-- START OF Selected text --

The Chicago Avenue Pumping Station is a historic district contributing property in the Old Chicago Water Tower District landmark district.  It is located on Michigan Avenue along the Magnificent Mile shopping district in the Near North Side community area of Chicago, Illinois.  It is on the east side of Michigan Avenue opposite the Chicago Water Tower.

The pumping station was built in 1869 by architect William W. Boyington. In 1918, when Pine Street was widened, the plans were altered in order to give the Chicago Water Tower and Pumping Station a featured location.

Renovation

In 2003 and 2004 the building underwent an award-winning adaptive reuse project, in which much of its interior was converted to a theater space which now houses the Lookingglass Theatre Company.  The redevelopment projects carried out at this time include roof deck replacement, façade restoration, exterior architectural lighting improvements, landscaping improvements, and lead paint abatement.  The remainder of the building still serves as an active pumping station, as of 2018.

-- END OF Selected text --

__Challenge a__. Copy the records from their first line down through the line containing "290 110 L 293", keeping both of those lines.

-- START OF Exercise input --

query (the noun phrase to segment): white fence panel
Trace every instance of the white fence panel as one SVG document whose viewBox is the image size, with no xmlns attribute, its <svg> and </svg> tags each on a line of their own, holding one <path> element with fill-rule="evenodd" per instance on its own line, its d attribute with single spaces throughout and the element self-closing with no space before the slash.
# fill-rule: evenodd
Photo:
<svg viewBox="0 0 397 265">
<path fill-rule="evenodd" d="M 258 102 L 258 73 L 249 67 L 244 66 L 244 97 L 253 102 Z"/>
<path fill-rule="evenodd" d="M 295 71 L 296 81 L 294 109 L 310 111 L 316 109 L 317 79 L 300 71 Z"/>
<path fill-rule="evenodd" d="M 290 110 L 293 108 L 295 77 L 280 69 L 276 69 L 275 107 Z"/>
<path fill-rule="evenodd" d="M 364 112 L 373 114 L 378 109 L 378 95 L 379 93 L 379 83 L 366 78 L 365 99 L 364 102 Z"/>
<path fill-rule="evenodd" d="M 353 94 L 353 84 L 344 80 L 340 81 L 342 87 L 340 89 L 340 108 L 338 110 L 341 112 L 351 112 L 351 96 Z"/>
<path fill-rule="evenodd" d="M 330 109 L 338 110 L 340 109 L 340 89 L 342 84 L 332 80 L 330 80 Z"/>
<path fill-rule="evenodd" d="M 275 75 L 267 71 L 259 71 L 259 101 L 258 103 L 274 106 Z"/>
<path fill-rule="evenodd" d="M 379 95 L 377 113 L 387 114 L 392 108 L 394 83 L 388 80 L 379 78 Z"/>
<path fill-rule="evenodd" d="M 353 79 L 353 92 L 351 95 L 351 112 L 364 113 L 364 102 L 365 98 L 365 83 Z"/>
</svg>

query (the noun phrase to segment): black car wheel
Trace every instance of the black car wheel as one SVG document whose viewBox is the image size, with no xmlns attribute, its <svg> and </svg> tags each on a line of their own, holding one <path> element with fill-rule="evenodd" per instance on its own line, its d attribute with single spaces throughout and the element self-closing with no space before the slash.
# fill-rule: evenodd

-- END OF Exercise input --

__Challenge b__. Which theater company is housed in the Chicago Avenue Pumping Station, according to the text about that building?

__Correct answer a__.
query (the noun phrase to segment): white fence panel
Trace every instance of the white fence panel as one SVG document whose viewBox is the image size, with no xmlns attribute, its <svg> and </svg> tags each on a line of their own, holding one <path> element with fill-rule="evenodd" per instance on its own line, its d attribute with single spaces throughout and the element self-closing with no space before the slash.
# fill-rule: evenodd
Photo:
<svg viewBox="0 0 397 265">
<path fill-rule="evenodd" d="M 258 102 L 258 73 L 249 67 L 244 66 L 244 97 L 253 102 Z"/>
<path fill-rule="evenodd" d="M 295 71 L 296 81 L 294 109 L 310 111 L 316 109 L 317 79 L 300 71 Z"/>
<path fill-rule="evenodd" d="M 290 110 L 293 108 L 295 77 L 280 69 L 276 69 L 275 107 Z"/>

__Correct answer b__. The Lookingglass Theatre Company.